→ **Aim of the task**: Put the data into a Markdown table with the columns Row and Entry, giving each line its row number and leaving out blank lines. Begin at the line that contains "Which region of the photo contains the chandelier chain?" and stop after the line that contains "(371, 135), (466, 238)".

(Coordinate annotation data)
::::::::
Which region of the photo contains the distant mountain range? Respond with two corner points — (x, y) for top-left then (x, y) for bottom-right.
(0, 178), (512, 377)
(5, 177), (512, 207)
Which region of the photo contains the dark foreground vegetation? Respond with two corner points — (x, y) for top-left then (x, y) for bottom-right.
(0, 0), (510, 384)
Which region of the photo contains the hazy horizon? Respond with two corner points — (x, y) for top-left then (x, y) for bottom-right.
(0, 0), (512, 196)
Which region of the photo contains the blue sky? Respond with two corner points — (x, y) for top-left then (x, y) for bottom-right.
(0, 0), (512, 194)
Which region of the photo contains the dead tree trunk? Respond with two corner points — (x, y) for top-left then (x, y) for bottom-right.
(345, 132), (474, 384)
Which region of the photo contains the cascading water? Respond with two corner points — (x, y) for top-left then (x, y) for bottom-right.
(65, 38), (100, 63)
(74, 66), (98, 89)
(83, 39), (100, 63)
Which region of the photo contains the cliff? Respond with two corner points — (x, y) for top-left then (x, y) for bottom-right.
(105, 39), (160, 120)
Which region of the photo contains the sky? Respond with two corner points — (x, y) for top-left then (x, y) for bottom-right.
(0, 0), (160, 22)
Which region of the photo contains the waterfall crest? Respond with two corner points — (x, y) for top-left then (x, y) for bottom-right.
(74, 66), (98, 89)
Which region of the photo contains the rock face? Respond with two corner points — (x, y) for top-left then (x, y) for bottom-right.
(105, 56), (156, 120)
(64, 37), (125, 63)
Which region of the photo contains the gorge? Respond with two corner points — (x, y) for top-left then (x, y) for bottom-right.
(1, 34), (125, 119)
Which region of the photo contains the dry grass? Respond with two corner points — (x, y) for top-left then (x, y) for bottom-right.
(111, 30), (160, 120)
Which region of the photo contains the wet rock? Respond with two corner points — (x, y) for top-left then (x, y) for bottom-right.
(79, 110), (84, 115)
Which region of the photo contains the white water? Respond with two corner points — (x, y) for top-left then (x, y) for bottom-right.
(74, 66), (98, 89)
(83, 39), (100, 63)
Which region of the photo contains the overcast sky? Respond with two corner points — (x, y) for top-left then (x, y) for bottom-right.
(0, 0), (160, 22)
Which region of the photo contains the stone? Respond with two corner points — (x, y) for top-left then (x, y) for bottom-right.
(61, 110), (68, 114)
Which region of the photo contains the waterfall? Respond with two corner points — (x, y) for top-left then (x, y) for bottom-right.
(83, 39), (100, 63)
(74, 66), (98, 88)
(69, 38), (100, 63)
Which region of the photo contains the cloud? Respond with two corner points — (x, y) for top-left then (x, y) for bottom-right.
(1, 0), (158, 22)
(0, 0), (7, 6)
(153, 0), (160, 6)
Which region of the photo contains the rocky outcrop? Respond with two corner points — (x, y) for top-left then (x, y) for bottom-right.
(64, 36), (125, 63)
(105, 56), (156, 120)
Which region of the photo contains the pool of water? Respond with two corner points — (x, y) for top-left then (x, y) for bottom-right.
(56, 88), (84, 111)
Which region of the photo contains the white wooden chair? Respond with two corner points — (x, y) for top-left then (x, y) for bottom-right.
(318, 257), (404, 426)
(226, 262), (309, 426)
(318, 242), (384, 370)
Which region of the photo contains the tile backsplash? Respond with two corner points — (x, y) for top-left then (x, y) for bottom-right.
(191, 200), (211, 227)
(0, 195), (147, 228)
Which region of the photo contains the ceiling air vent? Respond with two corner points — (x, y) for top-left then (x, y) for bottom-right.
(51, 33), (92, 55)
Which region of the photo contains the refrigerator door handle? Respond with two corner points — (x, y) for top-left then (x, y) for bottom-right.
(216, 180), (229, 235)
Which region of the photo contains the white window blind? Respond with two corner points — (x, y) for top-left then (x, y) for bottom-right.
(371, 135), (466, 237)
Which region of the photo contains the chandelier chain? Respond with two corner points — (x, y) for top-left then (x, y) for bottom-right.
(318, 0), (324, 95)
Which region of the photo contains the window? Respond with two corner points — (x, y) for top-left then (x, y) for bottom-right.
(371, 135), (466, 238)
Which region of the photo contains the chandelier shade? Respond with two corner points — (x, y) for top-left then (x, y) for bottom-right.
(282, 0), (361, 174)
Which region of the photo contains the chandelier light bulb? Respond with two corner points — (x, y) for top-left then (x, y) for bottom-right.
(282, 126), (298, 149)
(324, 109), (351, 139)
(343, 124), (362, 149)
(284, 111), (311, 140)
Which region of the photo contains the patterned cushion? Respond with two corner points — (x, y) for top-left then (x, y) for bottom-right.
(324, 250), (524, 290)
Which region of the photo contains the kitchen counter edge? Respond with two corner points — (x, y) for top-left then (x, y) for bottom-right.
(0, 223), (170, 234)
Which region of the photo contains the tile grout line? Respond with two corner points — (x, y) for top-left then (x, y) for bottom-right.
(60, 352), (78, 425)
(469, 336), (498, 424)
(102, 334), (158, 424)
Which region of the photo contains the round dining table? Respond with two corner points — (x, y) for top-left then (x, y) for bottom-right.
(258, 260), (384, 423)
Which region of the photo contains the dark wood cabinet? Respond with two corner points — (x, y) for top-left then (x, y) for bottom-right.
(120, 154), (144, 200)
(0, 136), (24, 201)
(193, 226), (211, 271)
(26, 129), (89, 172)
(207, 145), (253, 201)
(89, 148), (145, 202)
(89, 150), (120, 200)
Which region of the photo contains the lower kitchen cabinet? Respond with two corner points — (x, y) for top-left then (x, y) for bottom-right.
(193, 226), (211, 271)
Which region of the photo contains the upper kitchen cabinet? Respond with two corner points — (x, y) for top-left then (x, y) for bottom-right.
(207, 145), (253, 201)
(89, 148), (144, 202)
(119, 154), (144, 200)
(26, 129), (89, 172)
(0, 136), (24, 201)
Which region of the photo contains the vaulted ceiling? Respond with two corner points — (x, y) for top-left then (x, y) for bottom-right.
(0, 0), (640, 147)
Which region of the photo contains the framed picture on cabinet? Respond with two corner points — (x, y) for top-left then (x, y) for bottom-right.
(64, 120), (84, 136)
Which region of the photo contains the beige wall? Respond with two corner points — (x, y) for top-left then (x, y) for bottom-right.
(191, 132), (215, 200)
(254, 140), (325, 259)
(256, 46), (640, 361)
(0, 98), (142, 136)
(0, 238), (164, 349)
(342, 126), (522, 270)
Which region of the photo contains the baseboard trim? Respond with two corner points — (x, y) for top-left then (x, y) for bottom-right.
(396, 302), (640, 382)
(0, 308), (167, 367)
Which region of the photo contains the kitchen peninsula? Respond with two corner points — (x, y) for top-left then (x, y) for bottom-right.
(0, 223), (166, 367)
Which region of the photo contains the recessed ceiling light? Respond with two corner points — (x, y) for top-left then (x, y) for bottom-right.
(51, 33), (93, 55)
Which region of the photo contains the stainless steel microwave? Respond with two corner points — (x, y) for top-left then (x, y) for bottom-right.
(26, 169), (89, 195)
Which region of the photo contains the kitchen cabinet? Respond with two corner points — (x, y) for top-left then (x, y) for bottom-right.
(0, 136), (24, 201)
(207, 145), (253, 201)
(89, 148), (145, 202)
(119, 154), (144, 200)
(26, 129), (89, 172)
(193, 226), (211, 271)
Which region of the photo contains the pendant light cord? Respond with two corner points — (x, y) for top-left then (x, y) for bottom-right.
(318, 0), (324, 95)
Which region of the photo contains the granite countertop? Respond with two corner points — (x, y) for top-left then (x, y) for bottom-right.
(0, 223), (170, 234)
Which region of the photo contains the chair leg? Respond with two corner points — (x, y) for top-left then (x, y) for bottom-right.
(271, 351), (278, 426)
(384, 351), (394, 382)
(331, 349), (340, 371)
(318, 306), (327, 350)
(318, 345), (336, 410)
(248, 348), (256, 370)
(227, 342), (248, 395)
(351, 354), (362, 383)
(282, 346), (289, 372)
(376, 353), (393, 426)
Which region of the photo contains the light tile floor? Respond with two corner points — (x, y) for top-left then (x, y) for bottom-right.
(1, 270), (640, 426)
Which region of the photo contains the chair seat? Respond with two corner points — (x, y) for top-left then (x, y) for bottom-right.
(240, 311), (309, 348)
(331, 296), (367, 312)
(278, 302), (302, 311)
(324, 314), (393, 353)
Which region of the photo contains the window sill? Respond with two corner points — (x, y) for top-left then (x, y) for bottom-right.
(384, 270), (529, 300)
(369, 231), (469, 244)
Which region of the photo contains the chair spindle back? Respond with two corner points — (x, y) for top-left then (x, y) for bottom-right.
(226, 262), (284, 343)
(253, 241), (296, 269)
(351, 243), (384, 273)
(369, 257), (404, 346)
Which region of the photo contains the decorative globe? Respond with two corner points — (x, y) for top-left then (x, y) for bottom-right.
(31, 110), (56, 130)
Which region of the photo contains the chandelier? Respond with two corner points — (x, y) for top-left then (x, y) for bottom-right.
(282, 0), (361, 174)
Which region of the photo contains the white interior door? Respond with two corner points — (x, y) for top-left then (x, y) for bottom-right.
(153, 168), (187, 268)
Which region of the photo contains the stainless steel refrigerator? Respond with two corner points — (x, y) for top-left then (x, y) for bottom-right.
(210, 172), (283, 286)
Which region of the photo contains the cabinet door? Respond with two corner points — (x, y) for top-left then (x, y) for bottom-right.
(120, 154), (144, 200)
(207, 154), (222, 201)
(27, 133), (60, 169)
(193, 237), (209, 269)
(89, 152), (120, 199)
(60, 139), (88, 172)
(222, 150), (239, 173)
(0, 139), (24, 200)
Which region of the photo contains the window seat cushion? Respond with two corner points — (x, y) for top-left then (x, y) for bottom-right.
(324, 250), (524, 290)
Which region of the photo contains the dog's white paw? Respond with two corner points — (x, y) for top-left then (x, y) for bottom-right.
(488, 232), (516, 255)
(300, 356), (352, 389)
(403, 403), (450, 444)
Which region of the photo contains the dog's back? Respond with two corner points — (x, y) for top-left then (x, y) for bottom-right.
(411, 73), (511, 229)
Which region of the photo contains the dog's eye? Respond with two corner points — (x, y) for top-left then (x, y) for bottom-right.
::::::::
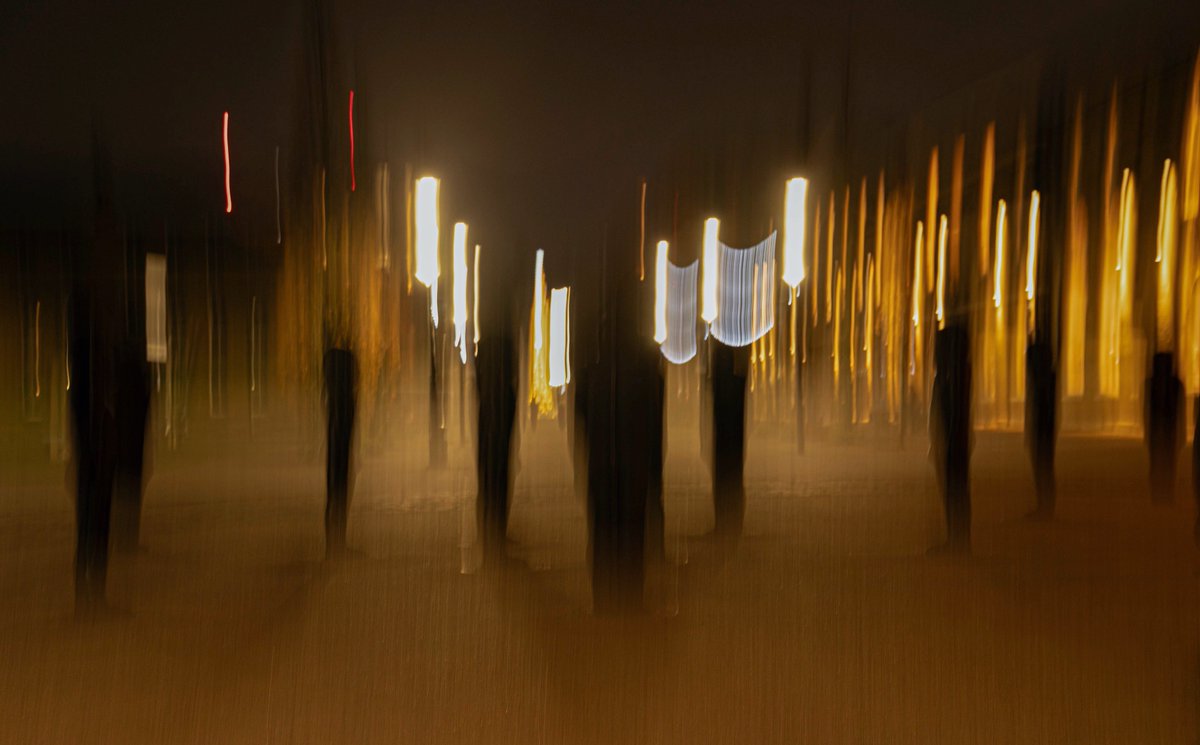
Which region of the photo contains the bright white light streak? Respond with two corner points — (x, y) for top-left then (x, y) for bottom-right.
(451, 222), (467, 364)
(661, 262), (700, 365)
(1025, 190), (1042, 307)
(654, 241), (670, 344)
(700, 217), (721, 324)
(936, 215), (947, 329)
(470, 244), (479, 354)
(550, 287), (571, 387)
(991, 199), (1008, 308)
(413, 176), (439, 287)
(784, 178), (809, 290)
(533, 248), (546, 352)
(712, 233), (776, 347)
::::::::
→ **Answer to the task**:
| Row | Entry |
|---|---|
| 1 | Which region of the photo contains the chandelier chain? Respond with two corner points — (x, y) for top-left then (x, y) for bottom-right. |
| 2 | (318, 0), (324, 95) |
| 3 | Which region of the photo contains the window? Respond with two corner points — (x, y) for top-left then (x, y) for bottom-right. |
| 4 | (371, 135), (466, 238) |